■ **Task statement**
Which lines of the data contain the string "woman"? Copy every one of them.

(Data records)
>>

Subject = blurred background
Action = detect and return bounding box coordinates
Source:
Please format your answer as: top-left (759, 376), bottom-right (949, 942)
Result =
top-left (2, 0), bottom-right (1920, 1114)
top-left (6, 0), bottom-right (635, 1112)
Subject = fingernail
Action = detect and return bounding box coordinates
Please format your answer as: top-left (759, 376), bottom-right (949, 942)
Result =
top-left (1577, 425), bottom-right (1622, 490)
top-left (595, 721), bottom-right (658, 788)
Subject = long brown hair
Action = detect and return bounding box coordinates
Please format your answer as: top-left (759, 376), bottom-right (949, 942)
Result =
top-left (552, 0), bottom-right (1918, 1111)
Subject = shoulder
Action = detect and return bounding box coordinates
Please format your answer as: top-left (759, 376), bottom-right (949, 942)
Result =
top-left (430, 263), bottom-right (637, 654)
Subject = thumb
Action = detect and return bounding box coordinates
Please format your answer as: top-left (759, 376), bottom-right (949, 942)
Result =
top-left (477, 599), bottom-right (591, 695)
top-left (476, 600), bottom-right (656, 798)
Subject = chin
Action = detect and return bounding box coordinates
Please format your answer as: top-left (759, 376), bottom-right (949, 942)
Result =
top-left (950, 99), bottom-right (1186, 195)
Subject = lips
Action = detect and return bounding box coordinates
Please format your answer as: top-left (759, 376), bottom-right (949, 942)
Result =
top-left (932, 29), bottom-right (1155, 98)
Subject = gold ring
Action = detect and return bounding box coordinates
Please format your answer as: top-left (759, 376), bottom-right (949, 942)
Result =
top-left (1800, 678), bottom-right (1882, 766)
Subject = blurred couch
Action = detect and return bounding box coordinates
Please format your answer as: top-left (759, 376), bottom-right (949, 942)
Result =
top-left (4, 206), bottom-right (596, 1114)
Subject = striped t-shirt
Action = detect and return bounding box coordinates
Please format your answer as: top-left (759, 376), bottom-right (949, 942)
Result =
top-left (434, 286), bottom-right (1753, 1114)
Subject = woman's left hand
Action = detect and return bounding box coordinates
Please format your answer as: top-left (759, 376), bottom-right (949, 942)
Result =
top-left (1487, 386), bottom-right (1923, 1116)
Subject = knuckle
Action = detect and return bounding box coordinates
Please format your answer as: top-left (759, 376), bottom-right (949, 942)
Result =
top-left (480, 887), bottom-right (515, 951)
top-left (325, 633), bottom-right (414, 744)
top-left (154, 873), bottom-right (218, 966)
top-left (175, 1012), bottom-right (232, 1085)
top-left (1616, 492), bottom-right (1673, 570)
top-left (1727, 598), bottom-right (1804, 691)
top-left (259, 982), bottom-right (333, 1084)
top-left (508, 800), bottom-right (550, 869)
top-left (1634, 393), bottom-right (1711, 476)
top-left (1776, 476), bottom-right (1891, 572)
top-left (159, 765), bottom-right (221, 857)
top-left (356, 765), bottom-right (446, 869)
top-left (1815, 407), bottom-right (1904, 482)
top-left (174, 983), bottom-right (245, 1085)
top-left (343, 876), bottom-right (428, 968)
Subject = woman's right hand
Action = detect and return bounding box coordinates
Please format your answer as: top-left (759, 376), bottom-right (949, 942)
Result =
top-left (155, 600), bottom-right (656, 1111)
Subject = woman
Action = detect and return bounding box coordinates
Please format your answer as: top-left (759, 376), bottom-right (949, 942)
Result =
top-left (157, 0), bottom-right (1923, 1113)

<<

■ **Task response**
Subject = woman's left hand
Subject = woman's right hand
Subject = woman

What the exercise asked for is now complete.